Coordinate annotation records
*-*-*

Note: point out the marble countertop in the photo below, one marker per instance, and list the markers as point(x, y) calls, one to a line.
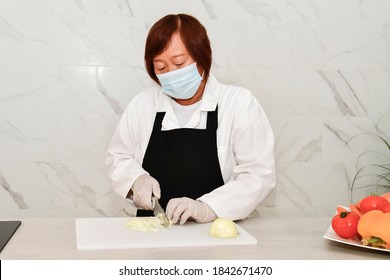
point(279, 238)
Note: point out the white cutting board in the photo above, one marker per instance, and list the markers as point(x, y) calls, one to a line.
point(111, 233)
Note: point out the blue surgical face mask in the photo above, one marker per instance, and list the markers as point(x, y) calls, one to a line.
point(181, 83)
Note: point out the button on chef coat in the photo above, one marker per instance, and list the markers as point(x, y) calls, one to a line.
point(245, 145)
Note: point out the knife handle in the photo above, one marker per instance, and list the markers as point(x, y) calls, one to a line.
point(154, 201)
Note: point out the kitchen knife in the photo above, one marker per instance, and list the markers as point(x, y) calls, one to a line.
point(157, 209)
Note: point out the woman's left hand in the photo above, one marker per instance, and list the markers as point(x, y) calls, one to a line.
point(183, 208)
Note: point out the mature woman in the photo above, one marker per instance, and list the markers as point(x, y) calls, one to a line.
point(203, 148)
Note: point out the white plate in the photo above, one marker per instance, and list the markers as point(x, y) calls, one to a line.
point(331, 235)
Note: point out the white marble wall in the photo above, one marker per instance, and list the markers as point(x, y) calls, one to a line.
point(320, 68)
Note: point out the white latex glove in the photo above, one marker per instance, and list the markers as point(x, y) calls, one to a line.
point(184, 208)
point(143, 189)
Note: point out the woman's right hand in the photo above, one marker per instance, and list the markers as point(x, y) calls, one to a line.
point(144, 188)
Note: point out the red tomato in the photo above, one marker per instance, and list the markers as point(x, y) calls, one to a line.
point(371, 202)
point(344, 224)
point(385, 208)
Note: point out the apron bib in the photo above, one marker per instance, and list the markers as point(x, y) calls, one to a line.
point(184, 161)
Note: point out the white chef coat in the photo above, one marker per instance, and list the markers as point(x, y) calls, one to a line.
point(245, 145)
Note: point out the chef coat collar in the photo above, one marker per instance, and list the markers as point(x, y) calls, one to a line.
point(209, 103)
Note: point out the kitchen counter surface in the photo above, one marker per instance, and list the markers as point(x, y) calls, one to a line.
point(279, 238)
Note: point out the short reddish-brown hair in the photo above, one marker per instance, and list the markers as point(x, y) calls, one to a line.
point(193, 34)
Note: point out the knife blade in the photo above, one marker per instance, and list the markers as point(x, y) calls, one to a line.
point(157, 209)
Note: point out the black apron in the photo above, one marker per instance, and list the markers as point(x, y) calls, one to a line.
point(184, 161)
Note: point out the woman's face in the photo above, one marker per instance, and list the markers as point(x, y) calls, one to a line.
point(174, 57)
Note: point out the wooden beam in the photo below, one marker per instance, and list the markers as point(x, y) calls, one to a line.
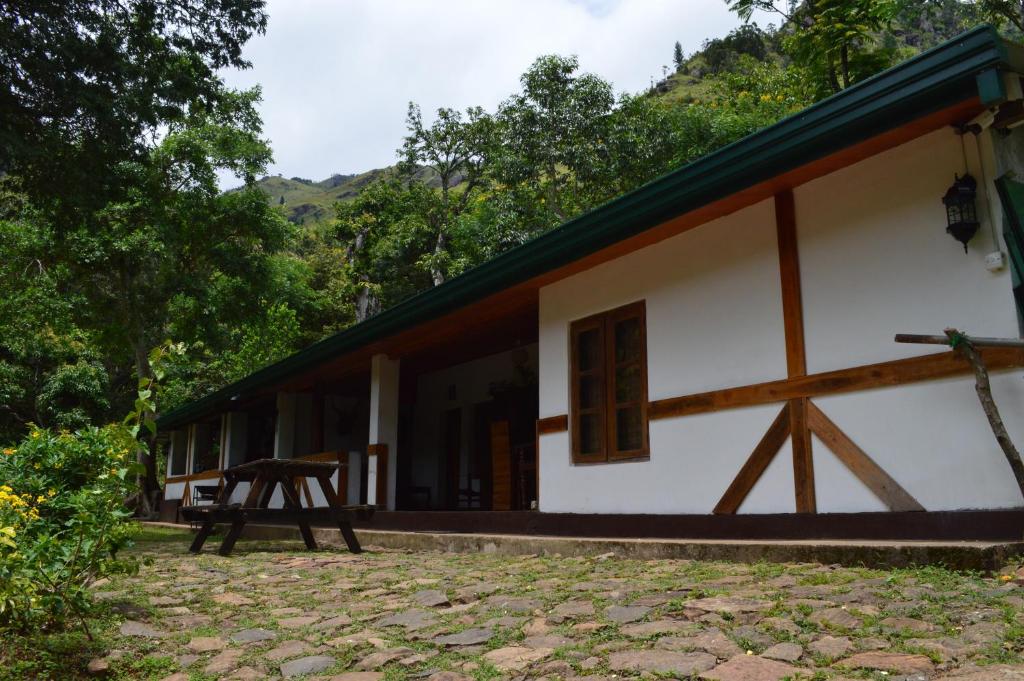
point(803, 461)
point(886, 374)
point(756, 464)
point(788, 267)
point(867, 471)
point(553, 424)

*-*-*

> [Work to complete] Convert all the records above into a Markdown table with the columns Row and Line, numbering each line in order and omitting blank lines. Leave the pictures out of the table.

> [Response to the task]
| Row | Line |
|---|---|
| 1 | Note: point out the marble countertop in the photo below, one marker per instance, and list the markers as point(x, y) calls, one to a line. |
| 2 | point(279, 238) |
| 3 | Note: point out the white cutting board in the photo above, one marker per instance, and list the markers as point(x, y) calls, one to a line. |
| 4 | point(111, 233) |
| 5 | Note: point out the blue surgical face mask in the photo above, one marker per instance, and list the markers as point(x, y) calls, one to a line. |
| 6 | point(181, 83) |
| 7 | Note: point out the button on chef coat in the photo above, one marker per instance, and list the markers as point(x, y) calls, one to a line. |
| 8 | point(245, 145) |
| 9 | Note: point out the knife handle in the photo above, one marker per instance, and list the markers as point(x, y) calls, one to a line. |
| 10 | point(154, 201) |
| 11 | Note: point out the kitchen knife in the photo above, one marker per instance, and list the markers as point(x, y) calls, one to a line. |
| 12 | point(157, 209) |
| 13 | Note: point out the woman's left hand in the photo above, one marker per instance, and list the markers as point(x, y) calls, one to a line. |
| 14 | point(183, 208) |
| 15 | Note: point out the mature woman in the photo above, one marker per instance, and list the markers as point(x, y) calls, one to a line. |
| 16 | point(203, 148) |
| 17 | Note: point out the white plate in the photo above, one marker per instance, and list the markers as point(x, y) calls, one to a line. |
| 18 | point(331, 235) |
| 19 | Note: point out the white marble wall in the photo above, one marker per instance, and list the markers as point(x, y) calls, one to a line. |
| 20 | point(320, 68) |
| 21 | Note: point out the white latex glove in the photo above, one marker per instance, and list the markers as point(x, y) calls, one to a line. |
| 22 | point(184, 208) |
| 23 | point(143, 189) |
| 24 | Note: point out the woman's right hand in the photo above, one marker per instance, and list the markers as point(x, y) calls, one to a line. |
| 25 | point(144, 188) |
| 26 | Note: point out the red tomato in the photo above, one marker per instance, and list the markers as point(x, y) calls, one to a line. |
| 27 | point(371, 202) |
| 28 | point(344, 224) |
| 29 | point(385, 208) |
| 30 | Note: point out the apron bib in the photo above, one marker per instance, and list the markers as point(x, y) calls, one to a line. |
| 31 | point(184, 161) |
| 32 | Note: point out the white chef coat in the photo above, one marker per instance, and list the markers as point(x, y) calls, one to a line. |
| 33 | point(245, 145) |
| 34 | Note: point out the chef coat collar in the photo above, one marker per instance, and list the markers as point(x, y) calls, one to a line. |
| 35 | point(209, 103) |
| 36 | Note: point out the kitchen counter surface in the photo above, one marker per instance, and list the markers as point(x, y) calls, one to a line. |
| 37 | point(279, 238) |
| 38 | Note: point out the short reddish-brown hair in the photo above, one marker per instance, and list the markers as point(x, y) calls, one to a line. |
| 39 | point(193, 34) |
| 40 | Note: point out the knife blade in the photo above, one marker per instance, and list the markers as point(x, y) calls, one to a line. |
| 41 | point(157, 209) |
| 42 | Note: point out the black apron in the photo above, one marker per instance, and list the markers as point(x, y) calls, one to a line. |
| 43 | point(184, 161) |
| 44 | Note: point out the woman's face in the photo above, one marker per instance, and list the markers as point(x, y) calls, one to a line. |
| 45 | point(174, 57) |
| 46 | Note: point out the wooden beam in the photo below, one marker per instance, and list the markers as point(x, y) calls, one to a line. |
| 47 | point(803, 461) |
| 48 | point(886, 374) |
| 49 | point(756, 464) |
| 50 | point(788, 267) |
| 51 | point(867, 471) |
| 52 | point(553, 424) |